* SUPPLIED INFORMATION *
--*--
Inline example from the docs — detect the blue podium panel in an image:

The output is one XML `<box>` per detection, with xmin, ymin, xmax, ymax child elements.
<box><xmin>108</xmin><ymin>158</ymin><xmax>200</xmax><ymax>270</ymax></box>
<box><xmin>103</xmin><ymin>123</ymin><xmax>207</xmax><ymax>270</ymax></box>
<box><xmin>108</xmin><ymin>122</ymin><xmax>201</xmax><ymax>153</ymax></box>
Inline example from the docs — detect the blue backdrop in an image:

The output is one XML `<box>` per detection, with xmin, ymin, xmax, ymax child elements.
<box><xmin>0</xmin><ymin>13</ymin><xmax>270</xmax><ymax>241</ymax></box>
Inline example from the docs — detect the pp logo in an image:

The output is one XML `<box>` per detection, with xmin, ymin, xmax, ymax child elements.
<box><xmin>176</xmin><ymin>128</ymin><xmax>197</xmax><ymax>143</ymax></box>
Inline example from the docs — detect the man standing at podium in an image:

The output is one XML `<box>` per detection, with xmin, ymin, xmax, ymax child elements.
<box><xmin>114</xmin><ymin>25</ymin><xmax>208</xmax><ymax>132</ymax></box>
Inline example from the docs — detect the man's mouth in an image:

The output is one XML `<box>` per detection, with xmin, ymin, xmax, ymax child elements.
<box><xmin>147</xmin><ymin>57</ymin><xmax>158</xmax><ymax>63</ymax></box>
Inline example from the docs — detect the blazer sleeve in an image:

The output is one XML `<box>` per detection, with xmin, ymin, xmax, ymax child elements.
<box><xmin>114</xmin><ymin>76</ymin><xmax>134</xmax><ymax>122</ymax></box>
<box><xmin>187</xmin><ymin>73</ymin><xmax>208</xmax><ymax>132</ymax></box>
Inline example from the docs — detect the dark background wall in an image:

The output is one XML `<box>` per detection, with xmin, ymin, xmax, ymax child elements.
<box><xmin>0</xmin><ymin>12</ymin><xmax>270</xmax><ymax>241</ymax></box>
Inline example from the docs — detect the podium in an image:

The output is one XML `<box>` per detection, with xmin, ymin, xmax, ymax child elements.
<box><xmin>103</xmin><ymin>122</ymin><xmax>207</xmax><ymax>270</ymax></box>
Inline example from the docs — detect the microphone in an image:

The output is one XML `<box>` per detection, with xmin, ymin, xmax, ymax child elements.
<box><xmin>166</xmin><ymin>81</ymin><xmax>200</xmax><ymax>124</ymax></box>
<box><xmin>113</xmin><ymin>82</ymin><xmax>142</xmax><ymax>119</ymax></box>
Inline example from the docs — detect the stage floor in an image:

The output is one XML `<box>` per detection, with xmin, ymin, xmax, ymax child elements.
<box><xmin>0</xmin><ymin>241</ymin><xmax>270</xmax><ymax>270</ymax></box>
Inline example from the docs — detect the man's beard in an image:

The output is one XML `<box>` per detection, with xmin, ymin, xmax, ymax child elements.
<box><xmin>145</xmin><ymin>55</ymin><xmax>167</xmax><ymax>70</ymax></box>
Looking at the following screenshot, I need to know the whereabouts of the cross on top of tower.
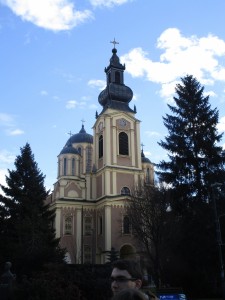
[67,130,73,137]
[110,38,119,49]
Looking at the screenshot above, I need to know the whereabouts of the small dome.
[60,145,80,155]
[141,149,151,164]
[98,83,133,106]
[66,125,93,145]
[141,157,151,164]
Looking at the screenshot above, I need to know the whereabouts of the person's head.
[112,289,146,300]
[111,260,142,295]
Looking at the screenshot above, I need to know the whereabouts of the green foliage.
[0,144,64,272]
[157,75,225,297]
[157,75,225,208]
[126,183,169,287]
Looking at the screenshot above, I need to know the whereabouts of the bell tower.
[93,40,142,200]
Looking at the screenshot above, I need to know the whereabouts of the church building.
[47,40,154,264]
--*--
* WRITTEN PROBLEM *
Restate each of the entries above word for word and skip every image.

* ANSWER TO THIS TASK *
Inline example from the docs — detect the blue podium panel in an image:

The output is one XML `<box>` per detection, with xmin, ymin, xmax, ymax child elements.
<box><xmin>108</xmin><ymin>158</ymin><xmax>200</xmax><ymax>270</ymax></box>
<box><xmin>103</xmin><ymin>123</ymin><xmax>207</xmax><ymax>270</ymax></box>
<box><xmin>108</xmin><ymin>122</ymin><xmax>201</xmax><ymax>153</ymax></box>
Inline example from the docs — detect the blue backdrop in an image:

The output is one XML `<box>` per detection, with xmin, ymin, xmax, ymax child elements.
<box><xmin>0</xmin><ymin>13</ymin><xmax>270</xmax><ymax>241</ymax></box>
Inline example from the docs — detect the pp logo in an image:

The output is one XML `<box>` per detection, with xmin, ymin, xmax, ymax child elements.
<box><xmin>176</xmin><ymin>128</ymin><xmax>197</xmax><ymax>143</ymax></box>
Inline example from the docs — detect the man standing at podium in an image:

The output is one XML `<box>` per detection, with xmin, ymin, xmax, ymax child elements.
<box><xmin>114</xmin><ymin>25</ymin><xmax>208</xmax><ymax>132</ymax></box>
Inline example from the docs — detect the man's mouth in an image:

The output is one XML `<box>` per detection, with xmin, ymin, xmax, ymax child elements.
<box><xmin>147</xmin><ymin>57</ymin><xmax>158</xmax><ymax>63</ymax></box>
Inline example from the docs — detect the blazer sleeve in an image:

The output is one XML `<box>` per detection, with xmin, ymin, xmax, ymax child elements.
<box><xmin>114</xmin><ymin>76</ymin><xmax>134</xmax><ymax>122</ymax></box>
<box><xmin>187</xmin><ymin>73</ymin><xmax>208</xmax><ymax>132</ymax></box>
Inline example from the docs — detect the dark background wall in an image:

The output is one XML `<box>` per detection, with xmin, ymin, xmax, ymax child elements.
<box><xmin>0</xmin><ymin>12</ymin><xmax>270</xmax><ymax>241</ymax></box>
Inline example from the docs — detect the podium in an image:

The output is one XML `<box>` per detection, with xmin, ymin, xmax, ymax child elements.
<box><xmin>103</xmin><ymin>122</ymin><xmax>207</xmax><ymax>270</ymax></box>
Inline example from the docs — detect the microphone in an image:

The output is one XML `<box>` per detection, with xmin, ymin, xmax, ymax child elements.
<box><xmin>166</xmin><ymin>81</ymin><xmax>200</xmax><ymax>124</ymax></box>
<box><xmin>113</xmin><ymin>82</ymin><xmax>142</xmax><ymax>119</ymax></box>
Inline example from the docs — detect the stage floor in an image:

The output is one XML `<box>` per detection, with xmin, ymin, xmax, ymax child elements.
<box><xmin>0</xmin><ymin>241</ymin><xmax>270</xmax><ymax>270</ymax></box>
Inline example from the docs — detect the man's beard in an image:

The output is one XML `<box>` per detection, with xmin, ymin, xmax, ymax child elements.
<box><xmin>145</xmin><ymin>55</ymin><xmax>167</xmax><ymax>70</ymax></box>
Looking at the following screenshot, I need to know the whereabouts of the cross on top of tower.
[67,130,73,137]
[110,38,119,49]
Looking at the screenshot above, I need to know the whereabouts of the small dome.
[60,145,80,155]
[141,149,151,164]
[98,83,133,106]
[66,125,93,145]
[141,157,151,164]
Looking at the screenshot above, I need to know the whereabouts of the person's head.
[112,289,146,300]
[111,260,142,295]
Looking at the screenshot above, I need to know the whereabouts of the green foliage.
[0,144,64,272]
[157,75,225,297]
[157,75,225,208]
[126,183,169,287]
Looking at the screenshot above, I need to know the whereabouts of the bell tower.
[93,40,142,200]
Looking at the screenshot above, I need to know the whereabouts of the church building.
[47,40,154,264]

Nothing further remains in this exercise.